= WORK TO DO =
Starting at the first line of the items below and ending with the line that contains "Give the outline of every instance of the leather", recast each nonblank line as a row of a Markdown table with the columns Row and Line.

━━━━━ SUPPLIED ENTRIES

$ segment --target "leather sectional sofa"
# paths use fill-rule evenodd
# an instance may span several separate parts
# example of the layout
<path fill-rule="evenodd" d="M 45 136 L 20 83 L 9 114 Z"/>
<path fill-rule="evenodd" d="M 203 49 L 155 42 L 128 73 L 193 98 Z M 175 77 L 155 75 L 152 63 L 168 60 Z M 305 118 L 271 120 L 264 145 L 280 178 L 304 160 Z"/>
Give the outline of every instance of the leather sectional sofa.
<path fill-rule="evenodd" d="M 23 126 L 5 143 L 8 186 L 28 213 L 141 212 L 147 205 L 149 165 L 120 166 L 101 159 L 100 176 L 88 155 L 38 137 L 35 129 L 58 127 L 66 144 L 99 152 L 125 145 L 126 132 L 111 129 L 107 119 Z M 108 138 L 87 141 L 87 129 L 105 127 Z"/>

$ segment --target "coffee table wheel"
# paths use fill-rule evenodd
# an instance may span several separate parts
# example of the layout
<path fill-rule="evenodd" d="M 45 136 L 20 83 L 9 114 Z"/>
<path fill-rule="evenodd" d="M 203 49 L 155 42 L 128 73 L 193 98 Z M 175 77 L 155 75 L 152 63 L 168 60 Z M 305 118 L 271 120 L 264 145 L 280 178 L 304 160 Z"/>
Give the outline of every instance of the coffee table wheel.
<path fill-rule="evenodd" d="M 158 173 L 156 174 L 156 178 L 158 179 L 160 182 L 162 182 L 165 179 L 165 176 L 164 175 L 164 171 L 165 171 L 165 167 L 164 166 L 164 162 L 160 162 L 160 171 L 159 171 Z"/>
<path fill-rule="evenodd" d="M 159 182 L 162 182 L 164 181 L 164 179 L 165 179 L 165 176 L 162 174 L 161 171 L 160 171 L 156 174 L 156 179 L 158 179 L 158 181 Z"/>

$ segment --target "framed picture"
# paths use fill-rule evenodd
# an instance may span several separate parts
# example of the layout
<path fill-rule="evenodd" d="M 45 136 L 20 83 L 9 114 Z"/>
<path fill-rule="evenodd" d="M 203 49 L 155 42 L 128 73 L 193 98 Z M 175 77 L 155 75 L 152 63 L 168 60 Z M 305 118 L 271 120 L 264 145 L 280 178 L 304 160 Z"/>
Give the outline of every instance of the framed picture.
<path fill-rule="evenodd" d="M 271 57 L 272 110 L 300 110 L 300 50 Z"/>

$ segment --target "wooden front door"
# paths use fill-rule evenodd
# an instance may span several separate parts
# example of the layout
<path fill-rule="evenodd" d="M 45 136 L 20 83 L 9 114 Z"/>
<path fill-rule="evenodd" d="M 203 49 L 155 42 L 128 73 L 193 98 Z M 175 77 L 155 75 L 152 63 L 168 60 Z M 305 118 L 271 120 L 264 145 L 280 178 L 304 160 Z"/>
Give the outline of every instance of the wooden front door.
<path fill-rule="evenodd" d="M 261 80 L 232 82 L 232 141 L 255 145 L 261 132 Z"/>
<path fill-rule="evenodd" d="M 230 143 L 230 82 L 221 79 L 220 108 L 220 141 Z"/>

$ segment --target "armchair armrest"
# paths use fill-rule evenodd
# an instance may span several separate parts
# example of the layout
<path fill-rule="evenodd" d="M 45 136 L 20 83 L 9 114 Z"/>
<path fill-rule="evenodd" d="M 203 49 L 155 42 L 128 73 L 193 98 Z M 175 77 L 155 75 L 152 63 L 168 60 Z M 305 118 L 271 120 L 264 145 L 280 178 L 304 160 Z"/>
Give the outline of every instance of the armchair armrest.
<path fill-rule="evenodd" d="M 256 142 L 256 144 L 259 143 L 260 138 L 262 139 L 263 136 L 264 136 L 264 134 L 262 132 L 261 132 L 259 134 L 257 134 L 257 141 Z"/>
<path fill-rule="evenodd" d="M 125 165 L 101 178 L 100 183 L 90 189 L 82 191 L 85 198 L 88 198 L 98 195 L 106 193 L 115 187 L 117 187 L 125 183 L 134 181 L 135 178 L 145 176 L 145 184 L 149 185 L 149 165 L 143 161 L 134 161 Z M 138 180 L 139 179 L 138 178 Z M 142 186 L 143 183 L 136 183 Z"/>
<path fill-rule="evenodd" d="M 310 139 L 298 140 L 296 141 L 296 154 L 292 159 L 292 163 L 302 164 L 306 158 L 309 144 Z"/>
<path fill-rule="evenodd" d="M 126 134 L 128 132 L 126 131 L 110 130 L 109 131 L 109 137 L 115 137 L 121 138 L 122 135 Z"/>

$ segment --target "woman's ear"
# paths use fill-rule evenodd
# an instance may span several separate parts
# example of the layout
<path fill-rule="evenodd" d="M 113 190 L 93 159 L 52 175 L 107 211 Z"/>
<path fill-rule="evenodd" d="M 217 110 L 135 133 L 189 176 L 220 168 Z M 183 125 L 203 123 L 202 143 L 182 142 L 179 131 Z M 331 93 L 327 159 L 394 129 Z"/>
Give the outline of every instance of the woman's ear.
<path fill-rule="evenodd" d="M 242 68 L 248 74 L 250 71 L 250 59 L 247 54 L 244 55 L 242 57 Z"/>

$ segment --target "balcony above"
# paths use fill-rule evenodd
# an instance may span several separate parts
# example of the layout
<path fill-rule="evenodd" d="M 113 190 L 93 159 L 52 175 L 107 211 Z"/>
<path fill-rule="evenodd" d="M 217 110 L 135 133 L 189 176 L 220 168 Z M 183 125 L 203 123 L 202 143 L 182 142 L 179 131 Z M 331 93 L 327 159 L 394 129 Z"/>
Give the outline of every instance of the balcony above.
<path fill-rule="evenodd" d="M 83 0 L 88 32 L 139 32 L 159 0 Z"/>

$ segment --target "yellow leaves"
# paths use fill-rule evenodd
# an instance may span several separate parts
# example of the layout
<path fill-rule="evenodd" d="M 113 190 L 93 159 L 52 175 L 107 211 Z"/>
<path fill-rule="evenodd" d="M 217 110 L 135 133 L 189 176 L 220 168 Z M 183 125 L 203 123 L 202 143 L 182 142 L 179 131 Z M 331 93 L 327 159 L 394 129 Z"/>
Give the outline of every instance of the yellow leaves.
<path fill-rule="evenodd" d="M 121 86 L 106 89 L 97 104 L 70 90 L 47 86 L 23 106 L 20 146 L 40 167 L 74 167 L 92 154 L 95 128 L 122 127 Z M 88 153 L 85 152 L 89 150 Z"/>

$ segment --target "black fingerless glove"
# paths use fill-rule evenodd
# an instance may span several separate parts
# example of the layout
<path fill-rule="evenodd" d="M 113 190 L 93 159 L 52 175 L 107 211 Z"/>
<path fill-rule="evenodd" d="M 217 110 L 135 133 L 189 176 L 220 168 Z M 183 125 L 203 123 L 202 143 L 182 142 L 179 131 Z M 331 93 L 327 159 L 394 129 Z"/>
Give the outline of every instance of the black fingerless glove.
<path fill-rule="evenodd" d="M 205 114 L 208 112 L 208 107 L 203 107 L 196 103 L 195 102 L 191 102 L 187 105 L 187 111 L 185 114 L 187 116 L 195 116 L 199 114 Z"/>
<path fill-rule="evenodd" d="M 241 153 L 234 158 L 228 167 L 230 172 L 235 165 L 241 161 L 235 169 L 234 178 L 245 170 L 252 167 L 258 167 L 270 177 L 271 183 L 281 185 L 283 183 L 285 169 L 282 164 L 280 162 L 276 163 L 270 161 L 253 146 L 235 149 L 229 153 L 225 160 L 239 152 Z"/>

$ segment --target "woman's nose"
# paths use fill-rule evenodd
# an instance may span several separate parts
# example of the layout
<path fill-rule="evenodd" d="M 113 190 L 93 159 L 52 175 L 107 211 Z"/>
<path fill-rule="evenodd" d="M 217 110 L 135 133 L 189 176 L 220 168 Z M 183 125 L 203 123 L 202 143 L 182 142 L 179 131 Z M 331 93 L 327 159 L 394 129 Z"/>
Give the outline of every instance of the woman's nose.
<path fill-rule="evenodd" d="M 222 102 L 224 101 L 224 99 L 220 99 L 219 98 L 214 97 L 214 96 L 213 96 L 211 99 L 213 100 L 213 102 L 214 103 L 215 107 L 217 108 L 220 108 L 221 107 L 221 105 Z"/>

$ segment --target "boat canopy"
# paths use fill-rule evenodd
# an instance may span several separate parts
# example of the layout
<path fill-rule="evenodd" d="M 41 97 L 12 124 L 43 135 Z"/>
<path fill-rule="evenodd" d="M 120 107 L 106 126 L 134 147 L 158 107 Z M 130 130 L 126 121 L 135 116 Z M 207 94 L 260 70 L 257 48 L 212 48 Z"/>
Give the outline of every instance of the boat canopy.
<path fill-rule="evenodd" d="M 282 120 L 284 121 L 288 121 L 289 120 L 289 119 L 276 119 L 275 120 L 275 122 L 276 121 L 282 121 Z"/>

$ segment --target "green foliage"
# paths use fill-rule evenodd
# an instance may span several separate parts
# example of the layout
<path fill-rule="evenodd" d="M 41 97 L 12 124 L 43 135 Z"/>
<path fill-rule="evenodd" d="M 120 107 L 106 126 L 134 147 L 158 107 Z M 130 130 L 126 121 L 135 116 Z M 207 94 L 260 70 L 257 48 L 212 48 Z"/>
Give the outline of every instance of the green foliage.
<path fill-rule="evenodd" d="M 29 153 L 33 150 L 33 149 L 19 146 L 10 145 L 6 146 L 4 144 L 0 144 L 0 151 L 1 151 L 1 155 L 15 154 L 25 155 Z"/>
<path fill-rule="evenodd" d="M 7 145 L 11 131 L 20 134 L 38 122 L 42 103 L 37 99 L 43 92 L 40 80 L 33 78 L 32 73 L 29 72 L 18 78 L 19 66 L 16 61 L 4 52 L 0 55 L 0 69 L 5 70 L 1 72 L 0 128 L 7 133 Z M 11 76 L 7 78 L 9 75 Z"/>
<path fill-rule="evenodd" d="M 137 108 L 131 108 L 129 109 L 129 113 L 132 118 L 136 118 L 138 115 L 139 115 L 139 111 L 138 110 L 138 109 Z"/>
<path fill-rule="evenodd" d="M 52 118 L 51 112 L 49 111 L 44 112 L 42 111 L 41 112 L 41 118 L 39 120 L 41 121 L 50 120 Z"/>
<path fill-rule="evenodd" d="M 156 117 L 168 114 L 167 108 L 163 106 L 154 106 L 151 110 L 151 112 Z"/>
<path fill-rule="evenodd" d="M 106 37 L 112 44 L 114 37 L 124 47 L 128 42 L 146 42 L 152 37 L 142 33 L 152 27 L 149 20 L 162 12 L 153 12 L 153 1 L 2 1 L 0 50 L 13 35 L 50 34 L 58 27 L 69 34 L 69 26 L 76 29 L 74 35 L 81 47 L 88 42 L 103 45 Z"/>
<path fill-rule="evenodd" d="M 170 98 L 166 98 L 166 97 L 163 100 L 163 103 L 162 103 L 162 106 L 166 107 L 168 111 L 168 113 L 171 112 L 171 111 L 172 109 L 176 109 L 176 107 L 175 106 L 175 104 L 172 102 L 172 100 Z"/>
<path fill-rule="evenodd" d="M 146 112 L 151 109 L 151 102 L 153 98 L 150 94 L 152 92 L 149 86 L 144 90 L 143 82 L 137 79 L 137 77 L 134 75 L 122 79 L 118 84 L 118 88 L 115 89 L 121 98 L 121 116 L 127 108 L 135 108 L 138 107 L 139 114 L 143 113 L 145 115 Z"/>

━━━━━━━━━━

= COMPLETE RESPONSE =
| Row | Line |
|---|---|
| 1 | $ segment --target "leather sectional sofa" |
| 2 | # paths use fill-rule evenodd |
| 3 | # an instance may span several separate parts |
| 4 | # example of the layout |
| 5 | <path fill-rule="evenodd" d="M 45 136 L 20 83 L 9 114 Z"/> |
| 6 | <path fill-rule="evenodd" d="M 203 49 L 155 42 L 128 73 L 193 98 Z M 175 77 L 155 75 L 152 63 L 168 60 Z M 305 118 L 271 120 L 264 145 L 280 178 L 304 160 Z"/> |
| 7 | Give the outline of every instance of the leather sectional sofa. |